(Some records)
━━━━━━━━
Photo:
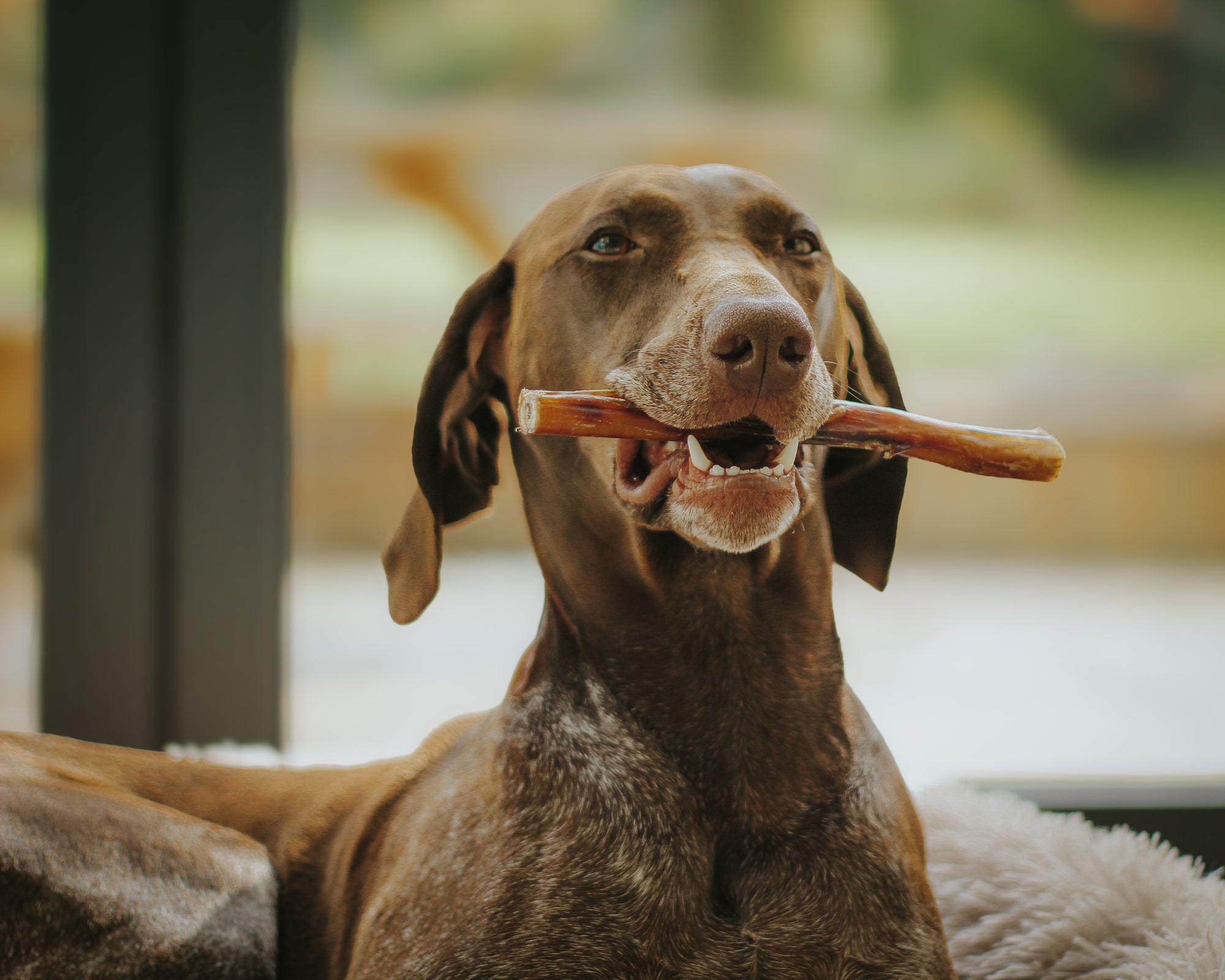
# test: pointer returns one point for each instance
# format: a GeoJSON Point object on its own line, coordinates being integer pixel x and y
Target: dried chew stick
{"type": "Point", "coordinates": [1017, 454]}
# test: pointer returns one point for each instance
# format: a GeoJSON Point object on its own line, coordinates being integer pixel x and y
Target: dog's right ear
{"type": "Point", "coordinates": [455, 440]}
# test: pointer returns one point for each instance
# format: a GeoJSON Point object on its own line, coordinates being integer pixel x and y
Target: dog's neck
{"type": "Point", "coordinates": [731, 665]}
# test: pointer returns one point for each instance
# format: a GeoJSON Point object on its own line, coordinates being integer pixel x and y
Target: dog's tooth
{"type": "Point", "coordinates": [787, 459]}
{"type": "Point", "coordinates": [698, 456]}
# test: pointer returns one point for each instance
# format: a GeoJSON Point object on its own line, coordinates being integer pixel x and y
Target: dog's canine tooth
{"type": "Point", "coordinates": [699, 456]}
{"type": "Point", "coordinates": [787, 459]}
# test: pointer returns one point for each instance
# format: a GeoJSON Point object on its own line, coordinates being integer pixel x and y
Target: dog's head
{"type": "Point", "coordinates": [704, 296]}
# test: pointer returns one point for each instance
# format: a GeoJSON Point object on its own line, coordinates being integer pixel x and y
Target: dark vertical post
{"type": "Point", "coordinates": [165, 472]}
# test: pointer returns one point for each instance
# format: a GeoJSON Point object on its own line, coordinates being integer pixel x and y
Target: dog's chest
{"type": "Point", "coordinates": [611, 863]}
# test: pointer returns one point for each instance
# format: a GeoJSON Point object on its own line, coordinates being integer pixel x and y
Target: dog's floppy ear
{"type": "Point", "coordinates": [455, 440]}
{"type": "Point", "coordinates": [863, 492]}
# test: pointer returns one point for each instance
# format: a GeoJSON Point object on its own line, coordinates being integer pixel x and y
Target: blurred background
{"type": "Point", "coordinates": [1030, 193]}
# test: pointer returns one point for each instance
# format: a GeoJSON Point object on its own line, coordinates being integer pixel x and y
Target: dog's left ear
{"type": "Point", "coordinates": [863, 492]}
{"type": "Point", "coordinates": [455, 440]}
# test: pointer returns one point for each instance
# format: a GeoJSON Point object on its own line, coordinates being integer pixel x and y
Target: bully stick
{"type": "Point", "coordinates": [1020, 454]}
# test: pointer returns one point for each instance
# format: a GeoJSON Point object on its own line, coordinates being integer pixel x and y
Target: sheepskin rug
{"type": "Point", "coordinates": [1032, 895]}
{"type": "Point", "coordinates": [1035, 896]}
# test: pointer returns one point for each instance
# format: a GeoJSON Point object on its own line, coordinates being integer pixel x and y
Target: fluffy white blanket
{"type": "Point", "coordinates": [1035, 896]}
{"type": "Point", "coordinates": [1049, 896]}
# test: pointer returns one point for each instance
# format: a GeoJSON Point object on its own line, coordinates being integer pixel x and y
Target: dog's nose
{"type": "Point", "coordinates": [760, 344]}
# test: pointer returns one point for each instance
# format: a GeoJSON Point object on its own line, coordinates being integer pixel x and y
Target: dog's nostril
{"type": "Point", "coordinates": [794, 350]}
{"type": "Point", "coordinates": [733, 349]}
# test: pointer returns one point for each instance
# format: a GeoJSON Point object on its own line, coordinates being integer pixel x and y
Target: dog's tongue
{"type": "Point", "coordinates": [661, 475]}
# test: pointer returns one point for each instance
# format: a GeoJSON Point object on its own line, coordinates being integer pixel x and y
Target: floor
{"type": "Point", "coordinates": [970, 668]}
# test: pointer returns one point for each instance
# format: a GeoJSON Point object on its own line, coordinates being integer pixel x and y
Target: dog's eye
{"type": "Point", "coordinates": [609, 244]}
{"type": "Point", "coordinates": [801, 246]}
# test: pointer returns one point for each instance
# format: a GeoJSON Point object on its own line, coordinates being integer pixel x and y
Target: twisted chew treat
{"type": "Point", "coordinates": [1020, 454]}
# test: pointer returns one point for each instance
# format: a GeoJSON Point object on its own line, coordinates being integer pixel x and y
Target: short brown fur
{"type": "Point", "coordinates": [679, 783]}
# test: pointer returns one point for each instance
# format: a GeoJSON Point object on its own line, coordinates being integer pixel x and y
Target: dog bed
{"type": "Point", "coordinates": [1028, 895]}
{"type": "Point", "coordinates": [1032, 895]}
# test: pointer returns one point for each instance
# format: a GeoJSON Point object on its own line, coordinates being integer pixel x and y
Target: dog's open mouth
{"type": "Point", "coordinates": [646, 469]}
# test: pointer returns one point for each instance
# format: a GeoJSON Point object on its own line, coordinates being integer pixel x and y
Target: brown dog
{"type": "Point", "coordinates": [679, 783]}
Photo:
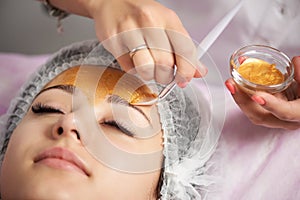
━━━━━━━━
Locate each line in the material above that contains the string "stick", treating uppercase and lowercase as different, and copy every such line.

Target: dried chew stick
Target: bully stick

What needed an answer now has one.